## What to do
**1)** Set down the passage on Hitler and the Jews exactly, starting at "As supreme leader" and ending at "a proto-genocidal elite.".
**2)** Answer these questions from the passage on Hitler and the Jews:
(a) In what month and year did Hitler write his first political statement?
(b) Which SS newspaper spoke on 24 November of eradicating Jews "with fire and sword"?
(c) Whom does the passage name as the paradigmatic example of a career made through expertise on the "Jewish Question"?
**3)** State whether each claim agrees with the passage on Hitler and the Jews, answering yes or no and quoting the words that decide it:
(a) The passage calls Hitler's statement about poison gas in Mein Kampf a blueprint for genocide.
(b) Hermann Göring spoke of a showdown with the Jews after the Reichskristallnacht pogrom.
(c) The passage says careerism in the Security Police was separate from ideology.
===== Text segment
For Hitler, a second war had to be fought to undo the calamity of the first, to reverse the course of history. And avenging the causes of that catastrophe that had ushered in the ‘Jewish’ republic of Weimar, a regime produced by the ‘criminals’ of November 1918 who had ruined Germany, meant the destruction of the Jews. ‘The removal of the Jews altogether’ had to be the ‘final aim’ of any national government in Germany, he had written in his first political statement, in September 1919.11 ‘The sacrifice of millions at the front’, he had declared in a terrible passage towards the end of Mein Kampf a few years later, need not have happened if ‘twelve or fifteen thousand of these Hebrew corrupters of the people had been held under poison gas’ at the beginning of the war.12 It was not a blueprint for genocide. But the connection between war and the Jews, an idea that, once embedded in Hitler’s mind, never left it, had unmistakable genocidal connotations. And from 1933 the man with this idea ruled Germany.

  The idea was not confined only to Hitler’s mind. In the direct aftermath of the Reichskristallnacht pogrom on 9–10 November 1938, Hermann Göring, Hitler’s chief paladin, spoke in inner Nazi circles of ‘a great showdown with the Jews’ in the event of another war.13 Two weeks later, on 24 November, the main SS newspaper, Das Schwarze Korps, spoke of eradicating Jews as criminals ‘with fire and sword’, resulting in ‘the actual and final end of Jewry in Germany, its complete annihilation’. Such sentiments were by this time shared entirely or in good part by other leading Nazis. And, of crucial importance, they had become institutionalized in the most ideologically dynamic segment of the Nazi regime–the burgeoning empire that had come under the aegis of the SS-run Security Police. Here, careers could be made by developing an expertise on the ‘Jewish Question’. Adolf Eichmann, later the orchestrator of the ‘final solution’, was the paradigmatic example.14 But careerism and ideology went hand in hand. Those who earned their spurs by working ceaselessly to find ways of ‘solving’ the ‘Jewish problem’ were in the main true believers in the cause. They had long since imbibed the doctrine that the Jew was the root of evil, and that a strong, dominant Reich had to be one purged of ‘impure elements’, most especially of Jews.15

  As supreme leader of the regime, Hitler embodied the basic belief that Germany’s salvation rested on the removal of the Jews. Others strived in different ways to implement this ideological imperative. In the Security Police, the ‘mission’ had taken institutional form. And it was incorporated in the wider aim of war and conquest. Hitler’s explicit linkage of the Jews and war had not only been able to play upon and exploit existing deep antisemitic prejudice. It had also given it a dynamic, messianic, purpose. By the time the war started, the Nazi leadership had been forged into a proto-genocidal elite.
==========
===== Information provided
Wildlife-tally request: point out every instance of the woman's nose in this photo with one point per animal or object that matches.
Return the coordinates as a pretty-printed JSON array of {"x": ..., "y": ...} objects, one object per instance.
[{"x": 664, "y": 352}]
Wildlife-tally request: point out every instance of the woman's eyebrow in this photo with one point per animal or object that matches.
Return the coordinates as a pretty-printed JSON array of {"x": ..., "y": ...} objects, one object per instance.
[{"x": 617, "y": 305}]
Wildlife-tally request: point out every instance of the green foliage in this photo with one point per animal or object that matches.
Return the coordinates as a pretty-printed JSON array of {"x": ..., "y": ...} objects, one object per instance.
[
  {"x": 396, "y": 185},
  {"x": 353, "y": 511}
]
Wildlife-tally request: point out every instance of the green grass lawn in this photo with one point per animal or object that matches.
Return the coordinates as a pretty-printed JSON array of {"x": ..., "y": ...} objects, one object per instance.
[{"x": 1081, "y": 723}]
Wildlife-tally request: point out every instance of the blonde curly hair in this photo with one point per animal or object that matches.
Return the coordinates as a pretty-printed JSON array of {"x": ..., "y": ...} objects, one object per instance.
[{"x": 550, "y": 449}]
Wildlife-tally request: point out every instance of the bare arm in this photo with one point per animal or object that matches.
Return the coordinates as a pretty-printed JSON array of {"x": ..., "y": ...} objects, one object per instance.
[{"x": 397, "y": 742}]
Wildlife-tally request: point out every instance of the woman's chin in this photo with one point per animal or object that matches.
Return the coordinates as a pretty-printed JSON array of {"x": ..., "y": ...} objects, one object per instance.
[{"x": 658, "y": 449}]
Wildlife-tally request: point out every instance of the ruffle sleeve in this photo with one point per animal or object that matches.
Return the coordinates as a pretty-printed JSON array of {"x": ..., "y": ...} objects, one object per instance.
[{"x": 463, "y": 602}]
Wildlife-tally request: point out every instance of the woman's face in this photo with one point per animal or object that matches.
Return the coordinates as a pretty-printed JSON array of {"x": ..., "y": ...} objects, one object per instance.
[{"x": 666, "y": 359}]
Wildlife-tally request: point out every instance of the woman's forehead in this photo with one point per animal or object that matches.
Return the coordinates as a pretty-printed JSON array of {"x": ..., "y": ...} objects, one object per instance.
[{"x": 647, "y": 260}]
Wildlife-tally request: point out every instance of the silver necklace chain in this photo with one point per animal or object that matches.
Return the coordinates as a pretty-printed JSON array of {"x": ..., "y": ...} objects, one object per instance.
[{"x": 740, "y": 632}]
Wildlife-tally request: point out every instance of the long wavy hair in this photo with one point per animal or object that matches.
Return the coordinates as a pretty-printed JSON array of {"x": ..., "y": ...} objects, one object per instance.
==========
## Exercise responses
**1)**
As supreme leader of the regime, Hitler embodied the basic belief that Germany’s salvation rested on the removal of the Jews. Others strived in different ways to implement this ideological imperative. In the Security Police, the ‘mission’ had taken institutional form. And it was incorporated in the wider aim of war and conquest. Hitler’s explicit linkage of the Jews and war had not only been able to play upon and exploit existing deep antisemitic prejudice. It had also given it a dynamic, messianic, purpose. By the time the war started, the Nazi leadership had been forged into a proto-genocidal elite.

**2)**
(a) September 1919
(b) Das Schwarze Korps
(c) Adolf Eichmann

**3)**
(a) No: "It was not a blueprint for genocide."
(b) Yes: "Hermann Göring, Hitler’s chief paladin, spoke in inner Nazi circles of ‘a great showdown with the Jews’ in the event of another war."
(c) No: "But careerism and ideology went hand in hand."